**PROBLEM TO WORK ON**: Count the lines of the material below that contain the word "peeling", and reply with the number alone.

Labeled-object pointing entries:
:::::

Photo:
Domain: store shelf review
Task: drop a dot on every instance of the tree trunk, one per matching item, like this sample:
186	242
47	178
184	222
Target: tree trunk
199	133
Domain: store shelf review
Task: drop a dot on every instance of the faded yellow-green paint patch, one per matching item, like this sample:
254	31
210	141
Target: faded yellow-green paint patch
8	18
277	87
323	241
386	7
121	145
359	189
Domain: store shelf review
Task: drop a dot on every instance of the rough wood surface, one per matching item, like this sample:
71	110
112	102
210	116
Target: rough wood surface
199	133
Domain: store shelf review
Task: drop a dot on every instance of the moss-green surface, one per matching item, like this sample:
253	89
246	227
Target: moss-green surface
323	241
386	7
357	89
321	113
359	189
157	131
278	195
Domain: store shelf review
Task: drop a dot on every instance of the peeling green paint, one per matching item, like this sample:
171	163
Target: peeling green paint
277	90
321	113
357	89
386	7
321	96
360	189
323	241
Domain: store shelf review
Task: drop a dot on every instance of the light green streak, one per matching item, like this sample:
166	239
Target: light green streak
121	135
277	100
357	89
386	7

:::::

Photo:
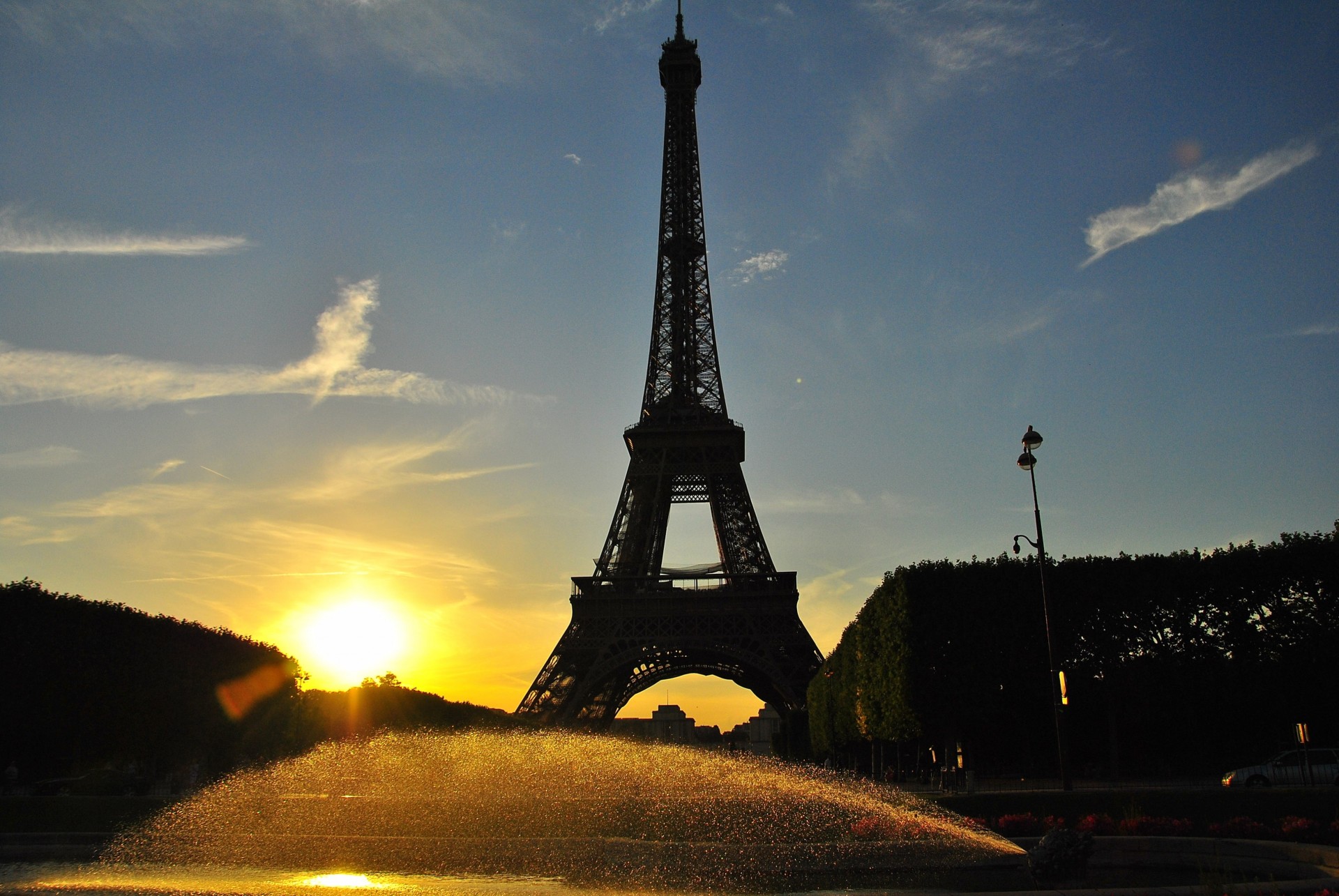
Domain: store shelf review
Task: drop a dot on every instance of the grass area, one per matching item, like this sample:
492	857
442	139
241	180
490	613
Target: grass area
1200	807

:::::

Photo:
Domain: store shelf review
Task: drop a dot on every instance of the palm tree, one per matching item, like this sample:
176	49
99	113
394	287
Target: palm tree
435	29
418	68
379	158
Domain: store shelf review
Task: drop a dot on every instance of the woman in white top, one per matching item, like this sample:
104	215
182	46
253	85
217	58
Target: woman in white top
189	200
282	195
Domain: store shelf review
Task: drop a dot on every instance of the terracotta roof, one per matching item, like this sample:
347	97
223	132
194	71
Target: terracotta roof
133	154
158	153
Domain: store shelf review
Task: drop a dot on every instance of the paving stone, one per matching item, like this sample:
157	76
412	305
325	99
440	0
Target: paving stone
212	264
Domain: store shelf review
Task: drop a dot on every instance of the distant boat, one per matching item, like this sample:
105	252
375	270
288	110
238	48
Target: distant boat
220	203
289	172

:::::

**EXERCISE RESPONSE**: 2